> [Фрагмент текста]
╔══
В той мере, в какой такая позиция действительно обусловлена заботой о народе, а не желанием угодить Западу, её можно счесть патриотической. Но здесь мы имеем дело с таким патриотизмом, который можно назвать «малороссийским». Малороссийским он является в том, относительном, разумеется, смысле, что для него Россия ограничена пределами Российской Федерации. Иными словами: «малороссийскость» заключается в отказе от идеи Великой России. «Малороссийский» патриотизм – ничто иное, как доведённый до своего логического конца вывод из идеи сбережения народа, как, в свою очередь, логическим из него выводом является отказ признать республики Донбасса.
Примечательно, кстати, в этой связи, что нежелательной идее восстановления СССР Президент не противопоставил, как можно было ожидать, в качестве задачи действительно насущной – укрепление Союзного государства. Примечательно и то, что на это, кажется, никто не обратил внимания.
(NB: Разумеется, русские националисты с негодованием и возмущением отвергают связь между идеей сбережения народа и кремлёвским пассивизмом в отношении народных республик Донбасса. Они укажут, что Солженицын вовсе не это имел в виду, а что, наоборот, его очень беспокоила судьба русских, оставшихся за пределами Российской Федерации. В этом возражении они совершенны правы. Но верно и то, что перенимать чужие идеи, а тем более лозунги, не обязательно значит перенимать буквально их изначальный смысл. «Обстоятельства переменились»: поэтому мы пришли к другим выводам, нежели автор.)
3. Но разве статья Президента не перечёркивает сказанное? Пусть она не оригинальна в основных своих положениях; но разве не в этом заключается сказанное её новое слово (этот «гигантский скачок»), что она, во-первых, говорит о русском народе, а во-вторых, что она говорит об украинском вопросе?
Прежде всего, однако, ясно, что о последнем она просто не могла не заговорить. И дальше уклоняться от разговора на эту тему было уже невозможно и становилось даже пожалуй что неприлично. Украина настолько явно превратилась – точнее: её превратили – в открытого врага России, что нельзя уже было и далее благодушествовать в надежде на то, что Украина вот-вот наконец сама развалится, или что наконец можно договориться с её руководством, или что его уговорят «наши партнёры». Пора было сказать, что Россия не допустит превращения Украины в анти-Россию.
Но всё дело в том, что превращение это идёт уже 30 лет, а с 2014 г. процесс только ускорился и идёт совсем уже неприкрыто. А между тем, за всё это время Россия не сделала ничего, чтобы этого «не допустить»: надо полагать, именно потому, что «навязывать своё влияние», как говорится, «непродуктивно». И теперь не то что «освободительный поход на Киев», а хотя бы «не дать использовать Украину против России» потребует таких усилий, на которые Россия, прямо скажем, вряд ли способна. По крайней мере, до сих пор она такой способности не показывала.
Может быть, именно поэтому мы не услышали пока, каким именно образом Россия «не допустит», а услышали только: «Какой быть Украине, решать её гражданам». Спасение утопающих – дело рук самих утопающих. И, «конечно, если б украинский народ действительно пожелал отделиться – никто не посмеет удерживать его силой»: эта солженицынская мысль напрашивается сама собою как логический вывод из сказанного Президентом.
╚══
> [Записи данных]
╔══
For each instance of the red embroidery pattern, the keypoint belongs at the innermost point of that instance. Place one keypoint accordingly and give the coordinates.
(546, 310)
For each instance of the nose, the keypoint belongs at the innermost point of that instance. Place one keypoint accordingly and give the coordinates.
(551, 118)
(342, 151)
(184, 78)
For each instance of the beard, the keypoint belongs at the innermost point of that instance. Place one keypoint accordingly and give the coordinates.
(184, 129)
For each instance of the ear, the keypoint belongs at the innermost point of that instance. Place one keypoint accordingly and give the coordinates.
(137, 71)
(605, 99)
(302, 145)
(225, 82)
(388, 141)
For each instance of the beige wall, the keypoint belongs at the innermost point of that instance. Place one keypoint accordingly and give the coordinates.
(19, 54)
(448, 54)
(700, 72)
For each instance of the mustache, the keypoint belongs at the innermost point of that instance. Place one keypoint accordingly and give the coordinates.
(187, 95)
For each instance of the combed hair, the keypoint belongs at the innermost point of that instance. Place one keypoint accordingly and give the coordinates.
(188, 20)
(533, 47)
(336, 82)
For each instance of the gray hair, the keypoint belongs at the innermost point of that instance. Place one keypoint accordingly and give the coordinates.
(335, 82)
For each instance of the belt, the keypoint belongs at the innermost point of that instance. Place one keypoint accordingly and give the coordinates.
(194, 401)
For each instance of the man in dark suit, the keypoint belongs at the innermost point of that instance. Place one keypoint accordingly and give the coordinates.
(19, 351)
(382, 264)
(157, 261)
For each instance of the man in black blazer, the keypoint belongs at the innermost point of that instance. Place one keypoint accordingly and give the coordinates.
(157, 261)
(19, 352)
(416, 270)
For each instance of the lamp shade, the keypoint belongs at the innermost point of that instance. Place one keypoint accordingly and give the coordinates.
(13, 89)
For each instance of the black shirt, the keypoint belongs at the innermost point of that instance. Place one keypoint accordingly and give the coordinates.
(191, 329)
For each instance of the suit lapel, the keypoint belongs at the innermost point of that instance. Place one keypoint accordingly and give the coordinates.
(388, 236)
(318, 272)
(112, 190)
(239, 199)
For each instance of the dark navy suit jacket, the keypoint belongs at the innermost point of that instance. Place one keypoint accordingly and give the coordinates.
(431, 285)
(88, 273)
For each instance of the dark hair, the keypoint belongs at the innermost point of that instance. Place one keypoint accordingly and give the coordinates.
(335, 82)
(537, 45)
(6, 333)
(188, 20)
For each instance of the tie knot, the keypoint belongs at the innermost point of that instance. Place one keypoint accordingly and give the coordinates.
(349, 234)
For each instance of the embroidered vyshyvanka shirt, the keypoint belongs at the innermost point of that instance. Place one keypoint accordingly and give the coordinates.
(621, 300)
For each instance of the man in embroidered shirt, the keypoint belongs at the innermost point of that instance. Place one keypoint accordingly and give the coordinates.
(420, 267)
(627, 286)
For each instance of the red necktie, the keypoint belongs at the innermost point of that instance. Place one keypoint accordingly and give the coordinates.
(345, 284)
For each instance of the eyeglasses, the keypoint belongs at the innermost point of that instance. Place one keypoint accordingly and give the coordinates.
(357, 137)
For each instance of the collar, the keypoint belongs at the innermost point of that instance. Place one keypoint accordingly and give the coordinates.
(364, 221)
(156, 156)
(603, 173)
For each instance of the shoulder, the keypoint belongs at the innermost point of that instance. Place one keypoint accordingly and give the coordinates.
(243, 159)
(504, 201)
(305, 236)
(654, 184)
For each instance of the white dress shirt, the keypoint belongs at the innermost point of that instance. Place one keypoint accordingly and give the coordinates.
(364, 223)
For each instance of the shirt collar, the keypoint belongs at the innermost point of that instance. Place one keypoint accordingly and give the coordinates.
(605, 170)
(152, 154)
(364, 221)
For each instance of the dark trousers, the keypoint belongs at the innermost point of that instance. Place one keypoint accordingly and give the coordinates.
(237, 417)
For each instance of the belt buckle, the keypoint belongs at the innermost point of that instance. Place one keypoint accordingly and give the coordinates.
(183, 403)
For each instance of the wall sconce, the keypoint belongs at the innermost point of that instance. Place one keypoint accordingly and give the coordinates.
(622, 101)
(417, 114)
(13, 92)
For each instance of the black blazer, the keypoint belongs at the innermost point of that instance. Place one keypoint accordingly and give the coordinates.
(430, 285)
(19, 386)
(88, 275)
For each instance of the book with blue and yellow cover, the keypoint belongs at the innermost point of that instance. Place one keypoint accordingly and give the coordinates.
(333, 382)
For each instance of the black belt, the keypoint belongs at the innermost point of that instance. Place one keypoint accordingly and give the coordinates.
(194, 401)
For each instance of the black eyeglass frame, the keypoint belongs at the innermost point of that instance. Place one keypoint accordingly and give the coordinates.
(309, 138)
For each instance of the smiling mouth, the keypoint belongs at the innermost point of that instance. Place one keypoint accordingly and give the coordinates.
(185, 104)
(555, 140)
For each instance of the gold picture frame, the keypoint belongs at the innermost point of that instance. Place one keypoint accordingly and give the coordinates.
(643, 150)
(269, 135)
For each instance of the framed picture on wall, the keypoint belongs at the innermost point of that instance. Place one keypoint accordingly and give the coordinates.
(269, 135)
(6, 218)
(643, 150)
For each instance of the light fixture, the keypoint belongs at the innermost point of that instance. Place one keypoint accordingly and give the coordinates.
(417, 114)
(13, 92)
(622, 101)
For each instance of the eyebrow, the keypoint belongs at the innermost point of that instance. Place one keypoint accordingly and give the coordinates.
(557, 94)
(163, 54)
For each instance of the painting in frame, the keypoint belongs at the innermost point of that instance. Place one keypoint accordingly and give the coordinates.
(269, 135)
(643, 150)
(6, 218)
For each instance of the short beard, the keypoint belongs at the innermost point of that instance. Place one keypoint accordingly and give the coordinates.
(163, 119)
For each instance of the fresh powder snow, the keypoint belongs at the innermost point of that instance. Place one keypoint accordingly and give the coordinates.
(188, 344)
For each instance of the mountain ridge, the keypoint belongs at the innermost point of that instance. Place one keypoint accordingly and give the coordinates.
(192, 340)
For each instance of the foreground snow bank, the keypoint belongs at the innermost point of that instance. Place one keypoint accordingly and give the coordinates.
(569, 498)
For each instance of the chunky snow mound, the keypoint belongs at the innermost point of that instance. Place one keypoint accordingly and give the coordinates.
╚══
> [Задачи и задания]
1. С какого года, согласно фрагменту текста, процесс превращения Украины в анти-Россию ускорился?
2. Назовите все надежды, в которых, согласно фрагменту текста, дальше уже нельзя было благодушествовать в отношении Украины.
3. Продублируйте из фрагмента текста отрывок между словами «3. Но разве» и «Украины в анти-Россию.» включительно.

> [Ответы по заданиям]
1. С 2014 года.

2.
- Украина вот-вот наконец сама развалится.
- Наконец можно договориться с её руководством.
- Её руководство уговорят «наши партнёры».

3.
3. Но разве статья Президента не перечёркивает сказанное? Пусть она не оригинальна в основных своих положениях; но разве не в этом заключается сказанное её новое слово (этот «гигантский скачок»), что она, во-первых, говорит о русском народе, а во-вторых, что она говорит об украинском вопросе?
Прежде всего, однако, ясно, что о последнем она просто не могла не заговорить. И дальше уклоняться от разговора на эту тему было уже невозможно и становилось даже пожалуй что неприлично. Украина настолько явно превратилась – точнее: её превратили – в открытого врага России, что нельзя уже было и далее благодушествовать в надежде на то, что Украина вот-вот наконец сама развалится, или что наконец можно договориться с её руководством, или что его уговорят «наши партнёры». Пора было сказать, что Россия не допустит превращения Украины в анти-Россию.